Segmentation dataset records
>>>>>

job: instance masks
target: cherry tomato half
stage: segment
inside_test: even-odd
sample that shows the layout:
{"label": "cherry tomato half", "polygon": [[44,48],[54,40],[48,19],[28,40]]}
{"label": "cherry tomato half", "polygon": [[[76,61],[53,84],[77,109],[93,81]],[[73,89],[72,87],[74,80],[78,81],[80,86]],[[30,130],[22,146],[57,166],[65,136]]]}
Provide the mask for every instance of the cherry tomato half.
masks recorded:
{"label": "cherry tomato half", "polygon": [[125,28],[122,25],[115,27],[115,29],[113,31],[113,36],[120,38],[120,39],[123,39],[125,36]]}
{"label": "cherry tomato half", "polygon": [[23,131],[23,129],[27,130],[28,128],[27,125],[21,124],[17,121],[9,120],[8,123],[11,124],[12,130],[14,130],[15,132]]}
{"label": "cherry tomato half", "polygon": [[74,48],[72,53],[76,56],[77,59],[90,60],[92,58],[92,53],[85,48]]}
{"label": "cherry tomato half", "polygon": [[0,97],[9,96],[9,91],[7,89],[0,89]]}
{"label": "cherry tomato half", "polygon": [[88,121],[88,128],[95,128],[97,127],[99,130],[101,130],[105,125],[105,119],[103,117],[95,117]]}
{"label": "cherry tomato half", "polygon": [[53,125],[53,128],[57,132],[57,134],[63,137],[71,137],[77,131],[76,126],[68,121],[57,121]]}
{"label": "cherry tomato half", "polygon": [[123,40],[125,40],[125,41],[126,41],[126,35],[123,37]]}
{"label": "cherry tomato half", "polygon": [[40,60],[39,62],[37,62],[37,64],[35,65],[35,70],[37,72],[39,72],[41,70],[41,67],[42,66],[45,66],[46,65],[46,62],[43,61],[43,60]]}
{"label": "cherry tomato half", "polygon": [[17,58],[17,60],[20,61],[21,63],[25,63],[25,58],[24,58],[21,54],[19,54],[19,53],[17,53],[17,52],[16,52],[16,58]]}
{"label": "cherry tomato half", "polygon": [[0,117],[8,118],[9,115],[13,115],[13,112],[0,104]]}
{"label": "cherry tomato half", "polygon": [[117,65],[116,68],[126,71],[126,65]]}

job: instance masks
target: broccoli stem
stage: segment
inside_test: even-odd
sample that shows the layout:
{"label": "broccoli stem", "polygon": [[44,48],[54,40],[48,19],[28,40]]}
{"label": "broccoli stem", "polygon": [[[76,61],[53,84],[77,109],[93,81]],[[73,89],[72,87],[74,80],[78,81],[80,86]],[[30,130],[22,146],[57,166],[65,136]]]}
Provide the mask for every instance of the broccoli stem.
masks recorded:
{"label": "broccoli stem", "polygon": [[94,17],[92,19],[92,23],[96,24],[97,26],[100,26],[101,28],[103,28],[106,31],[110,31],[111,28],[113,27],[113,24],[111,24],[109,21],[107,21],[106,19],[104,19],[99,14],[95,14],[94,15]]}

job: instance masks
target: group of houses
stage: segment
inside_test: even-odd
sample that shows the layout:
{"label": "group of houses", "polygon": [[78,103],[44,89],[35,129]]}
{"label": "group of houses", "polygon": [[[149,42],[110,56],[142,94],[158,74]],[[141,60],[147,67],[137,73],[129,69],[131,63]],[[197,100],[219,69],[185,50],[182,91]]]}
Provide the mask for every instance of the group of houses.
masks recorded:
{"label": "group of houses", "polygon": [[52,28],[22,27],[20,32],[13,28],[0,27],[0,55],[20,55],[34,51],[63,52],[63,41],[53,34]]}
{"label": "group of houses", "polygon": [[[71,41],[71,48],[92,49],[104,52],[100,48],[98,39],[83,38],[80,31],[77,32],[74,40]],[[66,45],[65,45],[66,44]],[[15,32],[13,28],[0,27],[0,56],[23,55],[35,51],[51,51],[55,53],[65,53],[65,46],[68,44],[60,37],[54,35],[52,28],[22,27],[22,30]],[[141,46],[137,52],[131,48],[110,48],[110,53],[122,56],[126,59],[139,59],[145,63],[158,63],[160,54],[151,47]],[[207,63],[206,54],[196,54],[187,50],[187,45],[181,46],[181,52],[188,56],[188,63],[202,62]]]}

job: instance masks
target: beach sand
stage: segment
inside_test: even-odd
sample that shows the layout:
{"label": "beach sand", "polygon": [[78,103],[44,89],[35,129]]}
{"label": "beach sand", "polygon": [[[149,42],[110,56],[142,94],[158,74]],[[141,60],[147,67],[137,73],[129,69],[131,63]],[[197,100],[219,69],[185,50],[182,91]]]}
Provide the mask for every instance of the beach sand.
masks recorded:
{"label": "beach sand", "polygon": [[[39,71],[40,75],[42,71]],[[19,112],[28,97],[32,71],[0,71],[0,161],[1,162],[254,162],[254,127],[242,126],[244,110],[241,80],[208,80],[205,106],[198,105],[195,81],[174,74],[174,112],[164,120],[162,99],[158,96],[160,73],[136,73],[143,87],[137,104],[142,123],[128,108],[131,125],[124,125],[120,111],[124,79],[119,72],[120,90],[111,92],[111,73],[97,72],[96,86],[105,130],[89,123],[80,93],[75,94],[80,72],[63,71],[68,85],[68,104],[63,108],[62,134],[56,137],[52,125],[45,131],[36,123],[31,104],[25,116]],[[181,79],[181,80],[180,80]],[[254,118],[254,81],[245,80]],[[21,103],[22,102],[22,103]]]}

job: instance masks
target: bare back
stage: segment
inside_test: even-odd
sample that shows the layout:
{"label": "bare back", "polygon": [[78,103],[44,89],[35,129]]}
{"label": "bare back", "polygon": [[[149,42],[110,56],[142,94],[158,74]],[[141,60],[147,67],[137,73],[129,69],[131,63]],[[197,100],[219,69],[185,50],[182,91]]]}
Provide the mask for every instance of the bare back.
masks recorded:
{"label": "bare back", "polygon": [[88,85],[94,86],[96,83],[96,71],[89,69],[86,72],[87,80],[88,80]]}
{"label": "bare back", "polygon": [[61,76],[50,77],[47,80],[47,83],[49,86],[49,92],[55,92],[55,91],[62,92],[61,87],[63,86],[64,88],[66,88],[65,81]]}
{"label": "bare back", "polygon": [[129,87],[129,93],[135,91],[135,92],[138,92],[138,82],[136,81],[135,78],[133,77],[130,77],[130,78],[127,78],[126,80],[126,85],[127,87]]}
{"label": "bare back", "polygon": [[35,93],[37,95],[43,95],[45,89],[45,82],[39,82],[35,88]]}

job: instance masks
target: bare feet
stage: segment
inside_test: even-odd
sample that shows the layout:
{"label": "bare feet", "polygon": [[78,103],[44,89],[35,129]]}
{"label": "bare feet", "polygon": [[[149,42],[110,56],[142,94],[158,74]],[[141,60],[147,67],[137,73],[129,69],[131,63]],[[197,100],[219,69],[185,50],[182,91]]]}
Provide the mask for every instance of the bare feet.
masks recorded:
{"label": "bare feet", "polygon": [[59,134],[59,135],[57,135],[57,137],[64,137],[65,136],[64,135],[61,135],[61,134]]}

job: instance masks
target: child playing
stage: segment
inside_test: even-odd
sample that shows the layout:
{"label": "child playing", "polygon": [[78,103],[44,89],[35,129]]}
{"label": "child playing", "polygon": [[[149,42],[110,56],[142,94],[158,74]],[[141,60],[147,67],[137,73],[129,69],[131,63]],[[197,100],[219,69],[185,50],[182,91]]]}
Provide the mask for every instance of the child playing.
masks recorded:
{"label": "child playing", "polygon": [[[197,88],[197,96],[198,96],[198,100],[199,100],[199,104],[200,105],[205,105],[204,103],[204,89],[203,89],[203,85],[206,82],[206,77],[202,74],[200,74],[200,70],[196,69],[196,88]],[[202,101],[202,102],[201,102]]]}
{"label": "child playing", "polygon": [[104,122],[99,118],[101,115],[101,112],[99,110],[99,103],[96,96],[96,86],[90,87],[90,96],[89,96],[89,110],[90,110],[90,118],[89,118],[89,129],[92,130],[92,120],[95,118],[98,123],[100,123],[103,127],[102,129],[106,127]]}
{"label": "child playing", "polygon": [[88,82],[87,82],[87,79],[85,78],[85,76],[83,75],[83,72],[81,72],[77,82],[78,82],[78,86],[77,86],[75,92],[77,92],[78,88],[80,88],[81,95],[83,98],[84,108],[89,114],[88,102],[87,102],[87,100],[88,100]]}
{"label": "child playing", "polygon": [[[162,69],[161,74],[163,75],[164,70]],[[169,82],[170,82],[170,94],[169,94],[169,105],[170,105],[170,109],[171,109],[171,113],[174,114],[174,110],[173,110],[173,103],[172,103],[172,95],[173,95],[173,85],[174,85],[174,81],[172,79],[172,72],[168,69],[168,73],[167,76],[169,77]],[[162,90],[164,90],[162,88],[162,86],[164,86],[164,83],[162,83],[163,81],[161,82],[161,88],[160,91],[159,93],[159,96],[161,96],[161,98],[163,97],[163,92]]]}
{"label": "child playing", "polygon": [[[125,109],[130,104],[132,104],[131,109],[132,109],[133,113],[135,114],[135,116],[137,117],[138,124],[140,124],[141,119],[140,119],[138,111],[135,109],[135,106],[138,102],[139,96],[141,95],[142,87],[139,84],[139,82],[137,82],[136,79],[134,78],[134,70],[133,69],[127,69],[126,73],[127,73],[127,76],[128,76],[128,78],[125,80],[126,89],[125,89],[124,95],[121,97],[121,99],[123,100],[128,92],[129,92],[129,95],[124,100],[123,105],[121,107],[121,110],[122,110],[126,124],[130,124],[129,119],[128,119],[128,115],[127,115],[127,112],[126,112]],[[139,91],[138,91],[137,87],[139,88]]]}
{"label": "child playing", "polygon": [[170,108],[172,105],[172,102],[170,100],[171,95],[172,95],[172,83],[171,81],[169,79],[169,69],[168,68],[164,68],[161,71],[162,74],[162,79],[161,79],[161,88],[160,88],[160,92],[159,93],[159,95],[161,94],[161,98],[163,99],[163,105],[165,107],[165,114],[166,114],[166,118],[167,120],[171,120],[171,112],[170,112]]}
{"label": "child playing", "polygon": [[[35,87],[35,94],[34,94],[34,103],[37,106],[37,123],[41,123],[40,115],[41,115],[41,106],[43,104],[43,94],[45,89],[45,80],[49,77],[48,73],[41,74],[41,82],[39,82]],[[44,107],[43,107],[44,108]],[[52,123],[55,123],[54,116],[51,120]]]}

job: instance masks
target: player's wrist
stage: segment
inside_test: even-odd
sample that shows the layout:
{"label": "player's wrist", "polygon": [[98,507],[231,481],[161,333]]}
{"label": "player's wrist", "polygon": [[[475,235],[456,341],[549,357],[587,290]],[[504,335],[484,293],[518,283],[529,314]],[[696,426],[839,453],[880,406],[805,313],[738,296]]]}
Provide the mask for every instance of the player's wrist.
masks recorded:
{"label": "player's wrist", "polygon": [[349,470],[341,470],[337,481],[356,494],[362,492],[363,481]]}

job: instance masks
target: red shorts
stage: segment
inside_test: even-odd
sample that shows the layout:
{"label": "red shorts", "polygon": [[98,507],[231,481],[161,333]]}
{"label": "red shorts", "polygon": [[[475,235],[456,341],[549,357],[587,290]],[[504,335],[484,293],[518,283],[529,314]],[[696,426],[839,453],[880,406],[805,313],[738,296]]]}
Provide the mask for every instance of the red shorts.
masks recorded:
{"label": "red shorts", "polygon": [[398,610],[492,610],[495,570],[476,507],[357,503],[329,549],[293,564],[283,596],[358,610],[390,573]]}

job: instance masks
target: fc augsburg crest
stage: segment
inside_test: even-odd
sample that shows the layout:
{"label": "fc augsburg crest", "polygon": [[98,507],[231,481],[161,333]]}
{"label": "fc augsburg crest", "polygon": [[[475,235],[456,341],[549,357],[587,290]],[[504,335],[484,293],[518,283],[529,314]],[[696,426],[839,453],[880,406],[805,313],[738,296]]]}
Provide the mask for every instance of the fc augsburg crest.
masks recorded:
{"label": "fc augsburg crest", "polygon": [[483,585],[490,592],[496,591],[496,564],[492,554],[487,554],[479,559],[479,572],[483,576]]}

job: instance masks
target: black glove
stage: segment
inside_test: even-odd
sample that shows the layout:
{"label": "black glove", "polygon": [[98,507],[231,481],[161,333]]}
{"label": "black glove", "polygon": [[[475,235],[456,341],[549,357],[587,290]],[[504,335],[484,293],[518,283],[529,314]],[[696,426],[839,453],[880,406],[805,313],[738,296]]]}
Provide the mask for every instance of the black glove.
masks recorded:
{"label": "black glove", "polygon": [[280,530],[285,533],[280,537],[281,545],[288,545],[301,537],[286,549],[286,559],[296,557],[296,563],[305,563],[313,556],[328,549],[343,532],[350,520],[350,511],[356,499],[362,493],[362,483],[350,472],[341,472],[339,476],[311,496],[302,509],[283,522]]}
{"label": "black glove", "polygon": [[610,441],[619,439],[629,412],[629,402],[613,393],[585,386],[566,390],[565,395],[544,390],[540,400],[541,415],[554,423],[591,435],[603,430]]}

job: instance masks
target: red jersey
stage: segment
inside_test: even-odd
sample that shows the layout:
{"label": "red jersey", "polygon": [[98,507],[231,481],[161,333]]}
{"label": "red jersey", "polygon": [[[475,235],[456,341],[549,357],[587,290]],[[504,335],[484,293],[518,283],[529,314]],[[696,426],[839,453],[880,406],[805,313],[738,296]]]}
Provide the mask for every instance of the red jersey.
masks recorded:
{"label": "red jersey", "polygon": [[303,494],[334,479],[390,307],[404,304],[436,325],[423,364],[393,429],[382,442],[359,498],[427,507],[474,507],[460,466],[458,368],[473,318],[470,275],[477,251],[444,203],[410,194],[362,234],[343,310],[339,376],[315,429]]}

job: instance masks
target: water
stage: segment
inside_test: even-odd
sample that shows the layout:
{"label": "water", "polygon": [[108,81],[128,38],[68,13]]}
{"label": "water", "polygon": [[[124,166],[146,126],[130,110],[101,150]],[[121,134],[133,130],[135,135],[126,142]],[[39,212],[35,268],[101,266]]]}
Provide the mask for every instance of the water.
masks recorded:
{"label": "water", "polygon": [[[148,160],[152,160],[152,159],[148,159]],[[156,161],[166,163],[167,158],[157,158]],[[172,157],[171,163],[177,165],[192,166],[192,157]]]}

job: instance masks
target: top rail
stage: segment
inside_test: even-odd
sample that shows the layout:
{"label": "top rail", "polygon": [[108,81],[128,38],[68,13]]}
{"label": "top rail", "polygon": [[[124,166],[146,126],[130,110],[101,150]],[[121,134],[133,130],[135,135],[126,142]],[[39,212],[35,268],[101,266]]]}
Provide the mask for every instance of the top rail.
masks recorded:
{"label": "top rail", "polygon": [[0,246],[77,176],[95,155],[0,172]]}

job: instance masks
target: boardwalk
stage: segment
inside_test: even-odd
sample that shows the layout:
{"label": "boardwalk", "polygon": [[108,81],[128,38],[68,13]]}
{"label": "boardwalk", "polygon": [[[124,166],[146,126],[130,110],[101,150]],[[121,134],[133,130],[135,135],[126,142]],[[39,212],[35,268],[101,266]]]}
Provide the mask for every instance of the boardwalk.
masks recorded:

<<<<<

> _GIVEN REQUEST_
Pull out every line in the records above that contains the word "black" and copy each one. Case counts.

> _TASK OUTPUT_
target: black glove
{"label": "black glove", "polygon": [[98,507],[231,481],[161,333]]}
{"label": "black glove", "polygon": [[[475,235],[456,341],[549,357],[587,290]],[[504,335],[484,293],[518,283],[529,314]],[[696,426],[839,453],[880,406],[805,313],[738,296]]]}
Provide the mask for every instance of the black glove.
{"label": "black glove", "polygon": [[280,530],[285,533],[280,537],[281,545],[288,545],[301,537],[286,549],[286,559],[296,557],[296,563],[305,563],[313,556],[328,549],[343,532],[350,520],[350,511],[356,499],[362,493],[362,483],[350,472],[341,472],[339,476],[311,496],[302,509],[283,522]]}
{"label": "black glove", "polygon": [[610,441],[619,439],[629,412],[629,402],[613,393],[585,386],[566,390],[565,395],[544,390],[540,400],[541,415],[554,423],[591,435],[603,430]]}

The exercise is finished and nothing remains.